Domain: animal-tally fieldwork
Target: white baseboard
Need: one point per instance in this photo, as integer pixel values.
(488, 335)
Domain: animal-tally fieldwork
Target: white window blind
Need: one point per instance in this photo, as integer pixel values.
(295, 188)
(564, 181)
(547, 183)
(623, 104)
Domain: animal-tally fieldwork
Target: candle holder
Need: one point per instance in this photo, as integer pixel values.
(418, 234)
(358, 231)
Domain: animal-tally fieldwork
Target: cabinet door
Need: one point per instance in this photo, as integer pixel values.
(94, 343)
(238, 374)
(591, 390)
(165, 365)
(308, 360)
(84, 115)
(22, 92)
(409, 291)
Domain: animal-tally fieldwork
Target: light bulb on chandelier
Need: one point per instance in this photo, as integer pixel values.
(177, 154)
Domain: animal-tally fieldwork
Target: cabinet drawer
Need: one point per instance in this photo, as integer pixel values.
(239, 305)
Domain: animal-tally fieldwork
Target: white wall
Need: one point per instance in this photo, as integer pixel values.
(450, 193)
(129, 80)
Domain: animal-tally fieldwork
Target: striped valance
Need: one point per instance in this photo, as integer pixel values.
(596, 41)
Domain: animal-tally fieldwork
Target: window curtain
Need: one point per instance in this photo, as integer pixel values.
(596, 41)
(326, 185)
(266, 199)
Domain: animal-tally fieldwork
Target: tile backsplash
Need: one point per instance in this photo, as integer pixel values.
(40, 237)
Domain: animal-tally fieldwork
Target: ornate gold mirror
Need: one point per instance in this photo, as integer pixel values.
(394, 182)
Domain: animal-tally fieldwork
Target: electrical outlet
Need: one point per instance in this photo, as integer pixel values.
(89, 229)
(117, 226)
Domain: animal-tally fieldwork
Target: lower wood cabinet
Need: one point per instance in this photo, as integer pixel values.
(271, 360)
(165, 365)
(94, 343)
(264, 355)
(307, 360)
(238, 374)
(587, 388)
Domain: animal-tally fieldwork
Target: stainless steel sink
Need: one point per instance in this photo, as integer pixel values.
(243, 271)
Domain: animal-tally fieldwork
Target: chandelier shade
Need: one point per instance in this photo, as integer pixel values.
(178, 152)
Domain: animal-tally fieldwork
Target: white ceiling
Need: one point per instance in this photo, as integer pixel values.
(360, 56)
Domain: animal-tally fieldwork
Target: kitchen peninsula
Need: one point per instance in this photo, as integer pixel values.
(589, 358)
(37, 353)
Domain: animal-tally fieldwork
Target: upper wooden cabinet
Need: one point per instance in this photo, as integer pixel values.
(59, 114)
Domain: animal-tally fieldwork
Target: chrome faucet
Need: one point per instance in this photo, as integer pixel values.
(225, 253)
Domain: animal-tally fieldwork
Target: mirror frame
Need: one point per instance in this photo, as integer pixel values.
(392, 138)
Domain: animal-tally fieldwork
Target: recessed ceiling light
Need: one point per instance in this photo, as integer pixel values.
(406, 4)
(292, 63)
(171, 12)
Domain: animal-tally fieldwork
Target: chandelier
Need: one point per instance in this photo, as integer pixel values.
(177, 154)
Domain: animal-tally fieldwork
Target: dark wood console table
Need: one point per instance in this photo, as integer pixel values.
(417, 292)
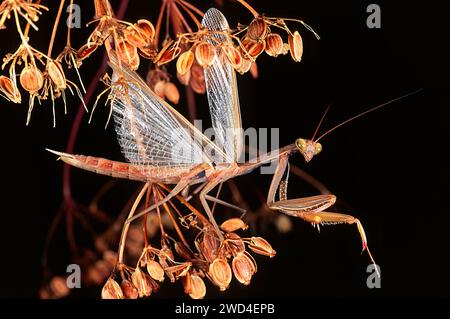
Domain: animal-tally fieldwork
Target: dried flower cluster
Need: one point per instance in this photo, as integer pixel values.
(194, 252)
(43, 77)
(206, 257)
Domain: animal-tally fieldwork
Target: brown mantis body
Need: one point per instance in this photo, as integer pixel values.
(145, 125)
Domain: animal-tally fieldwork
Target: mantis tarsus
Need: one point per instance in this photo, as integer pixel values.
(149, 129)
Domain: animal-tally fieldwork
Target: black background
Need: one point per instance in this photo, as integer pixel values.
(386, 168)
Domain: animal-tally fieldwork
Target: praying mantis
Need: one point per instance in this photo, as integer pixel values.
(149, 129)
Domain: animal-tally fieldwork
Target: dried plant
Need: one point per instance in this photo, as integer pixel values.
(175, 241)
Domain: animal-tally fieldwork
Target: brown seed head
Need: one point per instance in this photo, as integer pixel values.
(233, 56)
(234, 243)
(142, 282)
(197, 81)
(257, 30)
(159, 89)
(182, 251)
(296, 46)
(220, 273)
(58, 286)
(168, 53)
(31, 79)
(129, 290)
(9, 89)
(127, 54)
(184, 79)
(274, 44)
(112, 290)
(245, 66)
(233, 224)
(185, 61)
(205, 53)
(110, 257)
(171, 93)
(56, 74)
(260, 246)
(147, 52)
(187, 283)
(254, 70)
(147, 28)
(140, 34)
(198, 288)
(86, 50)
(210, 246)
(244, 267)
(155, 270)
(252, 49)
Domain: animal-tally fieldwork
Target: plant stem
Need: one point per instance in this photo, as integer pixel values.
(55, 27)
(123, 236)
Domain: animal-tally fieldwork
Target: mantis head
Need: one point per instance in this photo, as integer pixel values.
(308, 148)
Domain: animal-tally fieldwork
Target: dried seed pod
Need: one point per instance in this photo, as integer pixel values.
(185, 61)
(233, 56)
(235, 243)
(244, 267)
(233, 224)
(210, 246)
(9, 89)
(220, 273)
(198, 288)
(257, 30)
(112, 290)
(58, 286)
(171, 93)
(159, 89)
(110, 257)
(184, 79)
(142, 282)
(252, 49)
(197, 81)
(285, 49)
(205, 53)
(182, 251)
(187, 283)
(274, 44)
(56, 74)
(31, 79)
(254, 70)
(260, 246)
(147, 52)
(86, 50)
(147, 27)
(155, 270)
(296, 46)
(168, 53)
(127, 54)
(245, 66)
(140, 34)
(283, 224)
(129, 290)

...

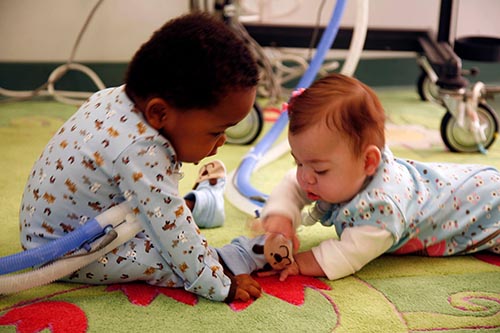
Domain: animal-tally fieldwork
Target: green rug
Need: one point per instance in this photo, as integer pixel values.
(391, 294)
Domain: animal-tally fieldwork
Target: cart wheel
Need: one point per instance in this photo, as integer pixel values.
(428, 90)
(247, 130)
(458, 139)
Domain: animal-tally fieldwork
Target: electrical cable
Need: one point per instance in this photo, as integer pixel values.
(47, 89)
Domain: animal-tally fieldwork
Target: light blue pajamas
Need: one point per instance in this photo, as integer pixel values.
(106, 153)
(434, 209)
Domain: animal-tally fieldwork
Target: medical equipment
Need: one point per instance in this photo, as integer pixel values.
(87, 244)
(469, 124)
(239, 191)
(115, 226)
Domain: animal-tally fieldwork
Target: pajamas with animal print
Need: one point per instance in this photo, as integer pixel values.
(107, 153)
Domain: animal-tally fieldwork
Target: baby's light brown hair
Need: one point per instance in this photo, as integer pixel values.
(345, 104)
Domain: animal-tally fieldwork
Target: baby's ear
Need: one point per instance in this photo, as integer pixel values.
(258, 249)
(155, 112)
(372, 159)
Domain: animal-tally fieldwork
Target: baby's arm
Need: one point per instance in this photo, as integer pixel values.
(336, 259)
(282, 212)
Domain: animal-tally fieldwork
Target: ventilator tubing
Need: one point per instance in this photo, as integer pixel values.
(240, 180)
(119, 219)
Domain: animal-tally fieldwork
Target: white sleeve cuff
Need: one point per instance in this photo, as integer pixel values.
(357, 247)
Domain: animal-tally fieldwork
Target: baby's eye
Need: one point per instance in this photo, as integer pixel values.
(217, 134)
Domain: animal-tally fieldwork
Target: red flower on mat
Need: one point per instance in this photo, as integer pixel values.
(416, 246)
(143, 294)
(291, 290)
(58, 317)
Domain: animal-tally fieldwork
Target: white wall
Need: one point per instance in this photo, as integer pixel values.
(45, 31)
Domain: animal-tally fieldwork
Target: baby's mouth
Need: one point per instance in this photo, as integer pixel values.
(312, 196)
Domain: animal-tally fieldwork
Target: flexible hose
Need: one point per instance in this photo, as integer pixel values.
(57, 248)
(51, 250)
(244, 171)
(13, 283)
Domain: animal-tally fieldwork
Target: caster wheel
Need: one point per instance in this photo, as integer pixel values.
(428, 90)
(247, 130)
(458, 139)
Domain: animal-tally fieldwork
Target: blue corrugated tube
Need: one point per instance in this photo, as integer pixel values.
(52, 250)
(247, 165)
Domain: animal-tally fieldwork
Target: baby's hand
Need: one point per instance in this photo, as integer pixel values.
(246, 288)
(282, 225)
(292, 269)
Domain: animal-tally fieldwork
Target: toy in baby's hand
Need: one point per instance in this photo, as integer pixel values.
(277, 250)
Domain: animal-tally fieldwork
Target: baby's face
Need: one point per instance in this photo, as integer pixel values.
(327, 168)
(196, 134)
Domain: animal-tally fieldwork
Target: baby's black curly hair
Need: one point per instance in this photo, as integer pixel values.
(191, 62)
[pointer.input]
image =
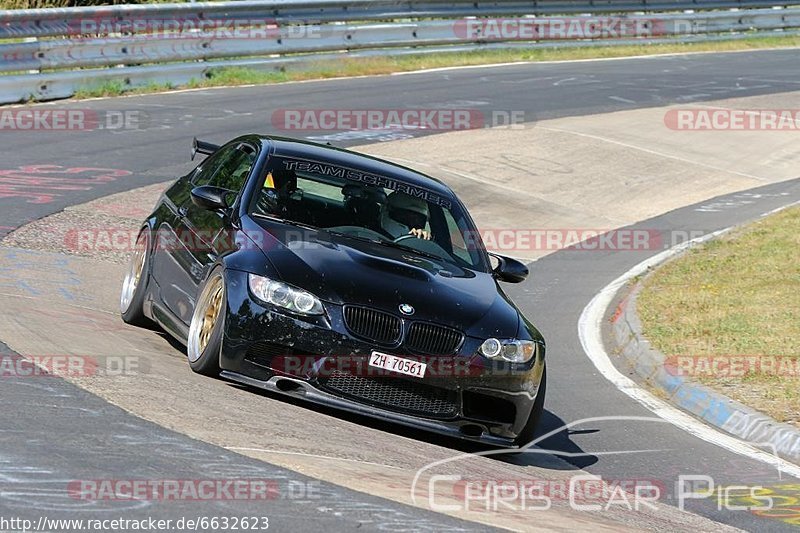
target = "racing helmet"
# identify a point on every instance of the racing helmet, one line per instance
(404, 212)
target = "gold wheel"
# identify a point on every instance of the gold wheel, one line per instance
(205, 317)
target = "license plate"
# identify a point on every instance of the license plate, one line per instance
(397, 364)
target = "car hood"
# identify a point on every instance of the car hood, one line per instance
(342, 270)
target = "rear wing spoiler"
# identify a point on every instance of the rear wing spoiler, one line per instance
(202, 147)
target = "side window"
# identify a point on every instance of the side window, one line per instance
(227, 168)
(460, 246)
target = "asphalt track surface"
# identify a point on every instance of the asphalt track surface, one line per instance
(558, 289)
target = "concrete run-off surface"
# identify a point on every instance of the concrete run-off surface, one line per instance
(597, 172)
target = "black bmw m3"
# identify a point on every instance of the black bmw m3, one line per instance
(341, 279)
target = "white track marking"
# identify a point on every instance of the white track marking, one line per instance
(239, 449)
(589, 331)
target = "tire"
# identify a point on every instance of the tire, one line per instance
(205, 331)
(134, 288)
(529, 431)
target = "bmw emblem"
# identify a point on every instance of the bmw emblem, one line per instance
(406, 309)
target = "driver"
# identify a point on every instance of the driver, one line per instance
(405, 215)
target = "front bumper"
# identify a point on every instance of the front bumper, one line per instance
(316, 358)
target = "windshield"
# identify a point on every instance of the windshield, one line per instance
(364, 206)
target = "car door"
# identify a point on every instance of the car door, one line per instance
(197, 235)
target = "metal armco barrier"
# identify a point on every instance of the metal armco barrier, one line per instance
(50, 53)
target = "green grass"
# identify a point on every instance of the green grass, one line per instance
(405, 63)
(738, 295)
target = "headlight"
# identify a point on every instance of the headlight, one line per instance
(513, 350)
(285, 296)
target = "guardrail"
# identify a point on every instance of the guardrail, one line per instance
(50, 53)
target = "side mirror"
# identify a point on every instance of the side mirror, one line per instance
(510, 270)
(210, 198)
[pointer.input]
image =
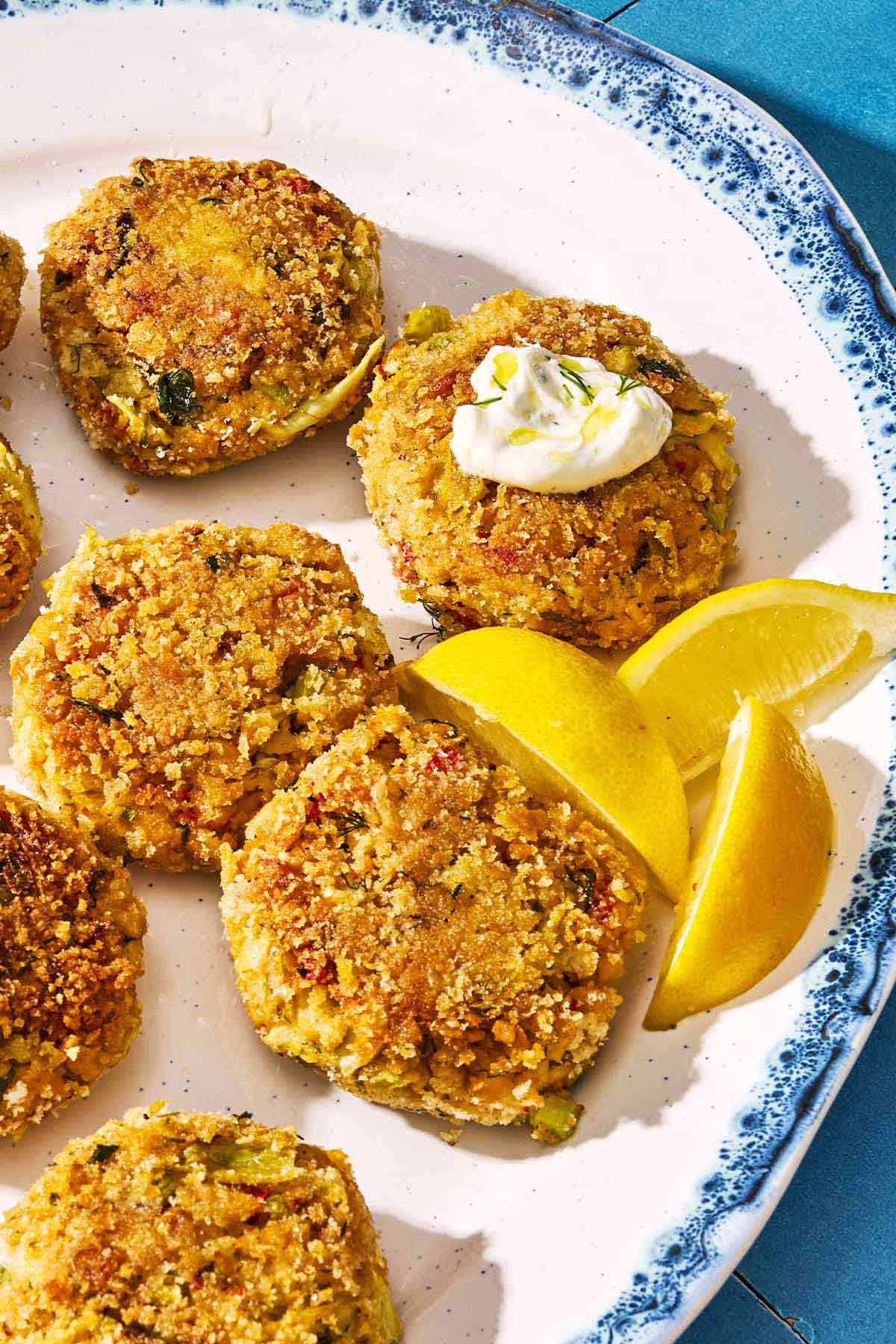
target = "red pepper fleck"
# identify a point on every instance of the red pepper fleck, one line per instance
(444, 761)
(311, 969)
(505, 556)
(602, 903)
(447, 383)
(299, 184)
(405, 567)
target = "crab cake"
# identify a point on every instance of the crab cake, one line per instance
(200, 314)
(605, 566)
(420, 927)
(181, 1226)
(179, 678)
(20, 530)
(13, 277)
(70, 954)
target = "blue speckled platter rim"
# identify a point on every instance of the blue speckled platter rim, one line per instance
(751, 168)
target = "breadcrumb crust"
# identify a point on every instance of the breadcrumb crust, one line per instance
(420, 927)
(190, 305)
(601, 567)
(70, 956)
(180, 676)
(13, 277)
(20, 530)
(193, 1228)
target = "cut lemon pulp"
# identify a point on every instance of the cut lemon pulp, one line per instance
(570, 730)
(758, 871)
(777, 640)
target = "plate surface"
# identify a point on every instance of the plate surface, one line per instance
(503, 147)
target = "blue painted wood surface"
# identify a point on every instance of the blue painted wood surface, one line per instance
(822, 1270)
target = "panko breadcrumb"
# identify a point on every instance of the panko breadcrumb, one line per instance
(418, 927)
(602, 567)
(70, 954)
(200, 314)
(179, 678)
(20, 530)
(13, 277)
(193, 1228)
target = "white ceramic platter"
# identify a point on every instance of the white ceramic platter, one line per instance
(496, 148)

• ASSIGNED TASK: Wherever the string "plant" appears in the entries above, return the line it appears on.

• WRITTEN ANSWER:
Target: dried plant
Target: plant stem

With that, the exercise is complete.